А вот порочный человек де Сада уже знает, какую политику он ведет. Он настаивает на своей вседозволенности и тем самым отказывается и от общества, и от совести:
Основной принцип моей философии, Жюльетта, – продолжала мадам Дельбена, которая после потери Эвфрозины всё больше и больше привязывалась ко мне, – это презрение к общественному мнению. Ты представить себе не можешь, дорогая моя, до какой степени мне наплевать на то, что обо мне говорят. В самом деле, каким образом мнение невежд может повлиять на наше счастье? Только наша сверхделикатная чувствительность заставляет нас порой зависеть от него, но если, по зрелому размышлению, мы сумеем подавить в себе эти чувства и достичь той стадии, где абсолютно не зависим от этого мнения даже в самых интимных вещах, тогда и только тогда хорошее или плохое отношение к нам окружающих становится для нас в высшей степени безразличным. Только мы сами определяем критерии нашего личного счастья, только нам решать, счастливы мы или несчастливы: всё зависит лишь от нашей совести и – возможно, в еще большей мере – от нашей жизненной позиции, ибо только она служит краеугольным камнем нашей совести и наших устремлений. Дело в том, – продолжала моя высокообразованная собеседница, – что человеческая совесть не всегда и не везде одинакова, почти всегда она есть прямое следствие образа жизни данного общества, данного климата и географии. Например, поступки, которые китайцы ни в коем случае не считают недопустимыми, заставляют нас содрогаться от ужаса здесь, во Франции. Следовательно, если это самое непостоянное понятие, зависящее лишь от широты и долготы, способно извинить и оправдать любую крайность, тогда только истинная мудрость должна помочь нам занять разумную среднюю позицию между экстравагантностью и химерами и выработать в себе кодекс поведения, который и будет отвечать как нашим потребностям и наклонностям, данным нам Природой, так и законам страны, где нам выпало жить. И вот, исходя из собственного образа жизни, мы должны выработать свое понятие совести. Поэтому чем скорее человек определит свою жизненную философию, тем лучше, потому что только философия придает форму совести, а та определяет и регулирует все наши поступки.
Мы видим, что злобный либертен не просто хвалится своими успехами. Он не стремится к успехам напрямую. Им управляют выражения и слова, понятые буквально, вроде слова «выпало» и прочих «слов судьбы». Эти слова он понимает буквально, как то, что в мире царит насилие и роковое порабощение.
Он говорит, что мир разнообразен и непредсказуем. Но из этого он выводит не страсть к познанию, а страсть к подчинению и порабощению себя и людей. Эта страсть к порабощению приводит самого героя к нечувствительности: человек перестает чувствовать, что испорченная репутация может тебе рано или поздно отомстить, но зато чувствует каждый день как бремя. Каждый день надо договариваться с людьми, каждый день выстраивать свою жизнь, стараясь не сойти с ума. Когда ты находишься в таком мучительном состоянии, которое мы бы отождествили с депрессией, то какая разница, чиста твоя репутация или осквернена:
Более того: я получаю большое внутреннее удовольствие при мысли о том, что эта репутация дурная; если бы ее считали образцовой, мне было бы не так приятно. Никогда не забывай, Жюльетта: хорошая репутация – это только лишняя обуза. Она не в состоянии вознаградить нас за все жертвы, которых она нам стоит. Те из нас, кто дорожит своей репутацией, испытывают не меньше мучений и страданий, чем те, кто о ней не заботится: первые живут в постоянном страхе потерять то, что им дорого, а вторые трепещут перед возможностью наказания за свою беспечность. Если, таким образом, дороги, ведущие одних к добродетели, а вторых к пороку, одинаково усеяны шипами, какой смысл подвергать себя мучительным сомнениям, выбирая между этими дорогами, почему не посоветоваться с Природой, которая бесконечно мудрее нас, и не следовать ее указаниям?

§ **Исходные данные**
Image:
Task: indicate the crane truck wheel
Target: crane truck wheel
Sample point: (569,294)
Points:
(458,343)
...
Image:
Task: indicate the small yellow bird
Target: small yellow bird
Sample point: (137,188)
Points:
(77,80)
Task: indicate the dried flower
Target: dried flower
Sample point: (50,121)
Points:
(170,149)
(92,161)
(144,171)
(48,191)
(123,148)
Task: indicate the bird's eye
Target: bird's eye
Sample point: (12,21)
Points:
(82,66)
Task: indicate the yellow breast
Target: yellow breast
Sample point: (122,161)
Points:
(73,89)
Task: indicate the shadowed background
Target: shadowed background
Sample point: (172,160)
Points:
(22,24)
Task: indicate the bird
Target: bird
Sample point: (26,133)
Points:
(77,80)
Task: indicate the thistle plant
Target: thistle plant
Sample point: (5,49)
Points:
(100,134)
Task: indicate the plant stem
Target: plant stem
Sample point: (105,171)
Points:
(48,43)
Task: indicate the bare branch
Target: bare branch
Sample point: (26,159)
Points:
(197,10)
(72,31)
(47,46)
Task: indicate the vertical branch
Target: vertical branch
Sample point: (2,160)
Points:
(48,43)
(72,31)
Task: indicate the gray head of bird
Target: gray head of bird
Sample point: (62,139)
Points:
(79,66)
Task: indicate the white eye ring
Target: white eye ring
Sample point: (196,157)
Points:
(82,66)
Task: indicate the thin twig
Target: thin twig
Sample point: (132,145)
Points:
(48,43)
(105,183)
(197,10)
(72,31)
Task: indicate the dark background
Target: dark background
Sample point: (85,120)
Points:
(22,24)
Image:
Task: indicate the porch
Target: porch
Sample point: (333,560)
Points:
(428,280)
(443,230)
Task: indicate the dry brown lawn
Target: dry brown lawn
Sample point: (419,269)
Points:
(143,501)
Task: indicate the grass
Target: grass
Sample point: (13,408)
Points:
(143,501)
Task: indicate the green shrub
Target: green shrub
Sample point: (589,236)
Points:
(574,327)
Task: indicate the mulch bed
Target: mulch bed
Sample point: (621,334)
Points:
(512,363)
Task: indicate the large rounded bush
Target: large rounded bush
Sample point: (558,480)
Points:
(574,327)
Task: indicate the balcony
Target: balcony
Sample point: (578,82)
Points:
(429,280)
--
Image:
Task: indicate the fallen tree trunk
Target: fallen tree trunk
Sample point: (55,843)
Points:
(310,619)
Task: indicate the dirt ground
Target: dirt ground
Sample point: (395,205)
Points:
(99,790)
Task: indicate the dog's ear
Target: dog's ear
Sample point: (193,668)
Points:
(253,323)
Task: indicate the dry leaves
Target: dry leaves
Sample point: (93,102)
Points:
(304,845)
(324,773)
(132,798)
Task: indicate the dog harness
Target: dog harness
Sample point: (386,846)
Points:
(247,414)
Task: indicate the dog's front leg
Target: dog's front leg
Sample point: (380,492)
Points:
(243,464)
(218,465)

§ **Ваши задания**
- a) Выведите без изменений часть отрывка о де Саде от «Мы видим, что» до «и роковое порабощение.».
- b) Покажите каждую строку записей, где встречается слово «thin».
Текст и записи никак не связаны между собой.

§ **Список ответов**
- a)
Мы видим, что злобный либертен не просто хвалится своими успехами. Он не стремится к успехам напрямую. Им управляют выражения и слова, понятые буквально, вроде слова «выпало» и прочих «слов судьбы». Эти слова он понимает буквально, как то, что в мире царит насилие и роковое порабощение.

- b)
Task: indicate the thin twig
Target: thin twig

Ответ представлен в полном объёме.